** Opening Material for this exercise block **

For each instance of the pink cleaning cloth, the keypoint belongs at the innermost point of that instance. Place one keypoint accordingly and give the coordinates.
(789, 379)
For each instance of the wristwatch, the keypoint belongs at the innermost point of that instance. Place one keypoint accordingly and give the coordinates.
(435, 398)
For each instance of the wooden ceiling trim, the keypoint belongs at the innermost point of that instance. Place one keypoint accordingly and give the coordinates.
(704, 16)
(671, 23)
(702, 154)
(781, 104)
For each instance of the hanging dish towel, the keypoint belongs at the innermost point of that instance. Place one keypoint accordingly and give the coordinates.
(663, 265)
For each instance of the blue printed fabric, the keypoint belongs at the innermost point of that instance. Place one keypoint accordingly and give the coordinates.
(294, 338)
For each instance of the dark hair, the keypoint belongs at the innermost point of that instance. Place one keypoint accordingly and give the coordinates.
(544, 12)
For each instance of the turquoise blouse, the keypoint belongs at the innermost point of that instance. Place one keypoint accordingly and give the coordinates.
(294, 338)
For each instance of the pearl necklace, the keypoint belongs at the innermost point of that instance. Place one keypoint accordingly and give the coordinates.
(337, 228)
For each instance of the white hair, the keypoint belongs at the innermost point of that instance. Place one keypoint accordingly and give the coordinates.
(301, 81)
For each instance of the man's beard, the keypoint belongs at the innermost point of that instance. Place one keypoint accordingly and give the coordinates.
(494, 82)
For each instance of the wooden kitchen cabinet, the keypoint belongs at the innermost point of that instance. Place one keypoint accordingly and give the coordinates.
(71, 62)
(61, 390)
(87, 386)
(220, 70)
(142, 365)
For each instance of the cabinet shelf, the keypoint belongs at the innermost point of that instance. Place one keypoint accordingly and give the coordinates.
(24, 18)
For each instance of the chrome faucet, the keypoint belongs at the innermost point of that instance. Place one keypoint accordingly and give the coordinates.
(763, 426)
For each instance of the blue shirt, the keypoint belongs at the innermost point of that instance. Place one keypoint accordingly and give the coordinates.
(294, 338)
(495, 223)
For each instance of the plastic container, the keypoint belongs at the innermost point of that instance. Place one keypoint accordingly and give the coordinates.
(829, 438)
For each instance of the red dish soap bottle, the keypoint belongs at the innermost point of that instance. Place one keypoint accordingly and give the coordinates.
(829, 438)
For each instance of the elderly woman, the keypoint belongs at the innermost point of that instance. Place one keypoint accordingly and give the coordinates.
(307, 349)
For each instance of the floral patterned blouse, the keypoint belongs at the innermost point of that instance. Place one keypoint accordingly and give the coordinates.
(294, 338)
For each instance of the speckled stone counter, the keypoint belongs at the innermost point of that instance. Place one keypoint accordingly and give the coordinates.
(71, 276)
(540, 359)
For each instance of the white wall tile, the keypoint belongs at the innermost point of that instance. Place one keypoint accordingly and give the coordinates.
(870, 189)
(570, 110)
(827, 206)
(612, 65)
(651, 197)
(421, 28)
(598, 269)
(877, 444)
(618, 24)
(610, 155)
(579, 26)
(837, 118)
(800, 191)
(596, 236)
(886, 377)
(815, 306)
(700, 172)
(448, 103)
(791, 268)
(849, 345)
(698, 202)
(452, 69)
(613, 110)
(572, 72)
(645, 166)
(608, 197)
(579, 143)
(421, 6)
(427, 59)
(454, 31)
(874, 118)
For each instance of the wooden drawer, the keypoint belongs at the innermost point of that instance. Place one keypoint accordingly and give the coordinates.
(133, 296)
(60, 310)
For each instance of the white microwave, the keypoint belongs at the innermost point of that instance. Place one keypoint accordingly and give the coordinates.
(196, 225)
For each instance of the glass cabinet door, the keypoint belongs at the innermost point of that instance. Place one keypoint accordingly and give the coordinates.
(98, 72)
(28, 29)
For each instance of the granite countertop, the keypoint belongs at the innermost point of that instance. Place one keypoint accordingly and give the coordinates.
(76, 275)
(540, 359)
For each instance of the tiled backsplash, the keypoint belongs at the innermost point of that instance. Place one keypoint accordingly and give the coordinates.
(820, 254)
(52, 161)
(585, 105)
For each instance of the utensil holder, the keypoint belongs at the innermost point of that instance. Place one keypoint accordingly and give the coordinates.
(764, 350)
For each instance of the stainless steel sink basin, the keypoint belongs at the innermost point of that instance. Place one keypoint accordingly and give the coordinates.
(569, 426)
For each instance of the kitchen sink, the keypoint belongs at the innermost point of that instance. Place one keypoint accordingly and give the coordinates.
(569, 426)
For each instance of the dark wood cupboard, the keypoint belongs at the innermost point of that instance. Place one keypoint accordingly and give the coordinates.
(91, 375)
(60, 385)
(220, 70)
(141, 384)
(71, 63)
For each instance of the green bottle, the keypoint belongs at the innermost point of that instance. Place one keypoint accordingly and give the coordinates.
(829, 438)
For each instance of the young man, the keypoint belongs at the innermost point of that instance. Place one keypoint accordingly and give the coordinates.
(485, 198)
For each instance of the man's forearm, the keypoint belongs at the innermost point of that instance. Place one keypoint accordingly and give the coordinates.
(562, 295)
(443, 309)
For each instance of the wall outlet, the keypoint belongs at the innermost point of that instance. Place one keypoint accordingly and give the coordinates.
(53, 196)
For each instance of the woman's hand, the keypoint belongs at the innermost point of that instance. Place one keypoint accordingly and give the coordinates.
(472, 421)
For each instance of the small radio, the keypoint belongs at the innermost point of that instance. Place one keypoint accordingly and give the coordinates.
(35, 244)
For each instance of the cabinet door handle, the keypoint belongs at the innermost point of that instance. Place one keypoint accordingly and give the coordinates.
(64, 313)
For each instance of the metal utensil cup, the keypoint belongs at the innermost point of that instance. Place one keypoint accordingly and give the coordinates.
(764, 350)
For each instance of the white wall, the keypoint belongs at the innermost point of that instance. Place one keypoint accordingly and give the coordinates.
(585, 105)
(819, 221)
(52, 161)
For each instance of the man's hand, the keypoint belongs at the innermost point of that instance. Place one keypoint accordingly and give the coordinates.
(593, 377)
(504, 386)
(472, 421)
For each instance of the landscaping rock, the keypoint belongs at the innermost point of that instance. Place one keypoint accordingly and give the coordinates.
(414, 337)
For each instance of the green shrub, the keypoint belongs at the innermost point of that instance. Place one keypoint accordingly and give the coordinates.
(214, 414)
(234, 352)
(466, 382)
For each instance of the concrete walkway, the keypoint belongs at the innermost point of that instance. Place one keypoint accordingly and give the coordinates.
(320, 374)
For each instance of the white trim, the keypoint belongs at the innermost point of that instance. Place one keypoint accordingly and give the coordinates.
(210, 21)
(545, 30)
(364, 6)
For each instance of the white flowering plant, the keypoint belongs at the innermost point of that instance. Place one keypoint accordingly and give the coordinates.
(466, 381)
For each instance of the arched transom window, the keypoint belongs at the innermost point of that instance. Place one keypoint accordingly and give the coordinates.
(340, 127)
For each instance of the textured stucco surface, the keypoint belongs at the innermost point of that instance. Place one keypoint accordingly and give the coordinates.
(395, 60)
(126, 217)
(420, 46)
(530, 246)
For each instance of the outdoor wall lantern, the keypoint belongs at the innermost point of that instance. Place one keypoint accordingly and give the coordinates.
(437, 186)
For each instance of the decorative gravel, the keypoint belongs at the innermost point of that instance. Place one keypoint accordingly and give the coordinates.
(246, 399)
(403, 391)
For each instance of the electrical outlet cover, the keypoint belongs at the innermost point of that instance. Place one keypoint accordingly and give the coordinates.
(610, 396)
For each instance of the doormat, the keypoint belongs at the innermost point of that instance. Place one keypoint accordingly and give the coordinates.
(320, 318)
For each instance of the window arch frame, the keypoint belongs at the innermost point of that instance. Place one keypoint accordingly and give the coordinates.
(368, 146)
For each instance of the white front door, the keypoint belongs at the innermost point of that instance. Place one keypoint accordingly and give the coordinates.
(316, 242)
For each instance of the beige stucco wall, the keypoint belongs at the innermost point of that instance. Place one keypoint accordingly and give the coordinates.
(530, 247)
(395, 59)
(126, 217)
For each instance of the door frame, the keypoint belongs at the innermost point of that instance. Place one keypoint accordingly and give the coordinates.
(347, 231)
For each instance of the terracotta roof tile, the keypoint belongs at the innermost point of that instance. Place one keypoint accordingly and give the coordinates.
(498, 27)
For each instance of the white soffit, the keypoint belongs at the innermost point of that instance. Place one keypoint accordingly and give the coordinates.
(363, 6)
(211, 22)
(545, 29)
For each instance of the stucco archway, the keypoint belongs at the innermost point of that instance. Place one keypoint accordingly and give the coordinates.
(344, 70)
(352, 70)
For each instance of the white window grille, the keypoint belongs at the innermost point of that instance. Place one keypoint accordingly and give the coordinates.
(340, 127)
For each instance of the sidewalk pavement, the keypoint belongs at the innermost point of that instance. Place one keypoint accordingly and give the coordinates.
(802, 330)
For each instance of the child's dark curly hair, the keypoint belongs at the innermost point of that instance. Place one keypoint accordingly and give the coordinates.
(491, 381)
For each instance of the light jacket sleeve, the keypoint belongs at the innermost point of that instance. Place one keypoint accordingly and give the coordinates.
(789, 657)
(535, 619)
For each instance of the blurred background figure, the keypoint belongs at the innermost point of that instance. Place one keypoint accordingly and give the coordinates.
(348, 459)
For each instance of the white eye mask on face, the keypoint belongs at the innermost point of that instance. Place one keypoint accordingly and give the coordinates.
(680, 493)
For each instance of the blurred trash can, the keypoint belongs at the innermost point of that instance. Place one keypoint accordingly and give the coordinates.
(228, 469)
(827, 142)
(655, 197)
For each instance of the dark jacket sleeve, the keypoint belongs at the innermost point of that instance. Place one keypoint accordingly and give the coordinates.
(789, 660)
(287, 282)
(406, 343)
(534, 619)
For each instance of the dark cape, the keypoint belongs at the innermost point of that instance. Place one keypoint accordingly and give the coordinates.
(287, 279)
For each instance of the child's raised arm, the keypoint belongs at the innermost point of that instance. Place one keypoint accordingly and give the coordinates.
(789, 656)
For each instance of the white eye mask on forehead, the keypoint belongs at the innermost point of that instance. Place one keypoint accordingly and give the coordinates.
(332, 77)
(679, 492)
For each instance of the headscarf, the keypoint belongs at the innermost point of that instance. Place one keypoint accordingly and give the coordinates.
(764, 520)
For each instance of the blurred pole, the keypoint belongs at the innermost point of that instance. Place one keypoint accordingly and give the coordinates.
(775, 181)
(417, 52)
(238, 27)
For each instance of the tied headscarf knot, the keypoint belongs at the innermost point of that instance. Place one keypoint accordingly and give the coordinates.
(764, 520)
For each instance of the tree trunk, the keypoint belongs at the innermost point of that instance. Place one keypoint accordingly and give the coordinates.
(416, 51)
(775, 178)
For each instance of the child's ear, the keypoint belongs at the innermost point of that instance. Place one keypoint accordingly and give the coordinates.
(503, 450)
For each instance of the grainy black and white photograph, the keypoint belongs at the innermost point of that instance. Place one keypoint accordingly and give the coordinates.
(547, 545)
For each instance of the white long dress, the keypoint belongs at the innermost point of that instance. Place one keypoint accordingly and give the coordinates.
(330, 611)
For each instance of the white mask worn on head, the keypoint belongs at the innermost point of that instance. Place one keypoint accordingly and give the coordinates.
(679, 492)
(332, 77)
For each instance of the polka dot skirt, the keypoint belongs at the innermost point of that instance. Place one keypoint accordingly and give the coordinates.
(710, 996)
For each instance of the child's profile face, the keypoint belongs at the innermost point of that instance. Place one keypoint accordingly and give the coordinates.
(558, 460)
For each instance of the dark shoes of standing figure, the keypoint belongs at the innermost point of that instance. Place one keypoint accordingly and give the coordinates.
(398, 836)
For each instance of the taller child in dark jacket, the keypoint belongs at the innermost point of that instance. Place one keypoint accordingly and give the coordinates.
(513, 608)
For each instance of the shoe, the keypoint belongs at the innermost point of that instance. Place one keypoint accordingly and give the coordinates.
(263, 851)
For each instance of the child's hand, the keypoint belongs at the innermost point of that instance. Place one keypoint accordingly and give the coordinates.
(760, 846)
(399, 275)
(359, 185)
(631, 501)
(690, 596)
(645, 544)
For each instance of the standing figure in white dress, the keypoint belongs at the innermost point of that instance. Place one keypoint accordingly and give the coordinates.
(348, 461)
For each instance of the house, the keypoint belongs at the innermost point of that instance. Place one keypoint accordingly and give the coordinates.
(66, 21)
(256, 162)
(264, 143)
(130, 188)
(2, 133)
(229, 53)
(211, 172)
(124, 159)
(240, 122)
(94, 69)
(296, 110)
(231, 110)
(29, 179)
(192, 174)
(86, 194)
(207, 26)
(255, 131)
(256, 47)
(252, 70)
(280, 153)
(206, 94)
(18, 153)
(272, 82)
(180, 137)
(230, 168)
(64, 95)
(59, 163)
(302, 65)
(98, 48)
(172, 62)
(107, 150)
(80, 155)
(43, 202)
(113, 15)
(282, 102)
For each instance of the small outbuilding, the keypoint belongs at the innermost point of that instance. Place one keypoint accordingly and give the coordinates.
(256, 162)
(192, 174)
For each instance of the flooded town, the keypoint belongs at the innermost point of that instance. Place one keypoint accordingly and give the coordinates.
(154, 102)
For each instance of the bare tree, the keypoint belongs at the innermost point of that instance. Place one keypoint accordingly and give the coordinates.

** Closing Material for this exercise block **

Retype, exactly as shown, the lines from the one with "For each instance of the shoe, the" through the end of the records.

- Output below -
For each instance of the shoe, the keypoint belongs at the innermost point of that instance. Place one keypoint accordingly and give the coordinates.
(263, 851)
For each instance of the child's hand, the keypoint belongs at the innermost point of that instance. Place one keypoint accordingly and give the coordinates.
(760, 846)
(399, 275)
(359, 185)
(631, 501)
(690, 596)
(645, 544)
For each instance of the standing figure in white dress, the keypoint belongs at the innermost point of that instance. Place one keypoint accordingly and give the coordinates.
(348, 461)
For each instance of the house, the keypoint belongs at the innermost point of that instance. Place one keypoint accordingly and give the coordinates.
(66, 21)
(256, 162)
(264, 143)
(130, 188)
(2, 133)
(229, 53)
(211, 172)
(124, 159)
(240, 122)
(94, 69)
(296, 110)
(231, 110)
(29, 179)
(192, 174)
(86, 194)
(207, 26)
(255, 131)
(256, 47)
(252, 70)
(280, 153)
(206, 94)
(18, 153)
(272, 82)
(180, 137)
(230, 168)
(64, 95)
(59, 163)
(302, 65)
(98, 48)
(172, 62)
(107, 150)
(80, 155)
(43, 202)
(113, 15)
(282, 102)
For each instance of the small outbuilding, the keypoint belongs at the innermost point of that instance. Place one keypoint accordingly and give the coordinates.
(256, 162)
(192, 174)
For each instance of the flooded town, the keypoint belongs at the innermost point of that instance. Place one keypoint accordingly and give the coordinates.
(154, 102)
For each instance of the bare tree, the keypoint belongs at the innermost point of that instance. Place one keypoint accordingly and give the coordinates.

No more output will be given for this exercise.